**PROVIDED RECORDS:**
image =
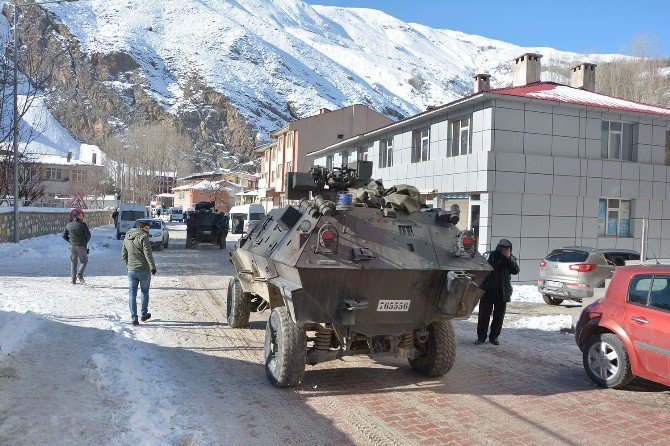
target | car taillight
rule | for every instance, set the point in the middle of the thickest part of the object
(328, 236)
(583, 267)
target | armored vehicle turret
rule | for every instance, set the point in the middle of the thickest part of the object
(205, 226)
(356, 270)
...
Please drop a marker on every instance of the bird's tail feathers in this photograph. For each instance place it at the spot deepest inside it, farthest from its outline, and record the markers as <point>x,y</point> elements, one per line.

**WHAT IS REQUIRED:**
How many lines of the material above contain the string "target", counting only matches with the same capitalization? Reply with the number alone.

**RESULT OF THIS TASK:**
2